(Problem to solve)
According to the text below about building Poolr, who were most of the beta testers?

(Text shown)
— start —

We almost built Poolr as an app. Then we talked to real people.
Three weeks before launch, a bride sent us a one-line email: "Will people actually download another app for this?" That question sat with me for two days. It shouldn't have - we already knew the answer. But something about seeing it typed out, plainly, from someone who'd spent months planning her wedding, made us stop.
The moment we realised friction kills good ideas
In the early days of building Poolr, we'd sketched out the usual flow. Download the app. Sign up. Log in. Invite guests. Hope they actually go through with it. It's the path every app takes, and there's a reason: control. You own the relationship. You can send notifications. You have a user base.
But we kept hearing the same complaint from our beta testers, who were mostly people planning small weddings and birthday parties. They'd send out links to fifty guests. Maybe thirty would download the app. Of those thirty, half would forget their password. By the time someone actually uploaded their first photo, the moment had passed. The wedding reception was over. The party was done.

— end —

(Recorded data)
— start —

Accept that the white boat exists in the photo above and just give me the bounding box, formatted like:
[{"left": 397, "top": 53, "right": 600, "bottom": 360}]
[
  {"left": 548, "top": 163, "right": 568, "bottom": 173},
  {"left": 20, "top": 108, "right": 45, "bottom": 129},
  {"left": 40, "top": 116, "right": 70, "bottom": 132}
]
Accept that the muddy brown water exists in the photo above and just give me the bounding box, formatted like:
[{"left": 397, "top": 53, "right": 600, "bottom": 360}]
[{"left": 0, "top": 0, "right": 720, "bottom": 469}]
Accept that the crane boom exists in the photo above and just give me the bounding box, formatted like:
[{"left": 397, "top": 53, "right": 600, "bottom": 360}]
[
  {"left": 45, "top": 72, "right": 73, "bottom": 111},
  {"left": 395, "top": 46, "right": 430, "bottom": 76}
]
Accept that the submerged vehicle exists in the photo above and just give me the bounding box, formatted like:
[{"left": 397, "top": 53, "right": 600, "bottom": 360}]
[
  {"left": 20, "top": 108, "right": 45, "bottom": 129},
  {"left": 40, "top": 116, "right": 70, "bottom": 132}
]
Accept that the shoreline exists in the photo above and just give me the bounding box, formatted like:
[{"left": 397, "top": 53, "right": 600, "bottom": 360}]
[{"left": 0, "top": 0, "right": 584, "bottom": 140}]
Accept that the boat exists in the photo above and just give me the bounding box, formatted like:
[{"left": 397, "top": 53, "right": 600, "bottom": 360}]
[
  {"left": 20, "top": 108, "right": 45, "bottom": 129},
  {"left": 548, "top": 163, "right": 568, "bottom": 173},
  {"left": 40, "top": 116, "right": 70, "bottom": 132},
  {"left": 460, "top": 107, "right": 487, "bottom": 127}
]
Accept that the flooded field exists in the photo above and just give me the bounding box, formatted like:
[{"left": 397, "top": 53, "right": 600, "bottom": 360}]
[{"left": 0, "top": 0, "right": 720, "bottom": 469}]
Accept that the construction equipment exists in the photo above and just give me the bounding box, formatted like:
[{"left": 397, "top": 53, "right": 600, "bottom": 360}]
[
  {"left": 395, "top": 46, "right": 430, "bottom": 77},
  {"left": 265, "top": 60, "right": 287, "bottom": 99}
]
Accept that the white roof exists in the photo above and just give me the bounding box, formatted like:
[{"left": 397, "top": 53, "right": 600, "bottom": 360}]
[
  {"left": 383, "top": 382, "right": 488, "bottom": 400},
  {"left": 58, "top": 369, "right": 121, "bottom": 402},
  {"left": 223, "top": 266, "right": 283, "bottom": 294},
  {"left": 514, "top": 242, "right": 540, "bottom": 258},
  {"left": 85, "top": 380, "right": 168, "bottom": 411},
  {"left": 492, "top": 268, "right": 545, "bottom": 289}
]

— end —

(Result for this exercise)
Most were people planning small weddings and birthday parties.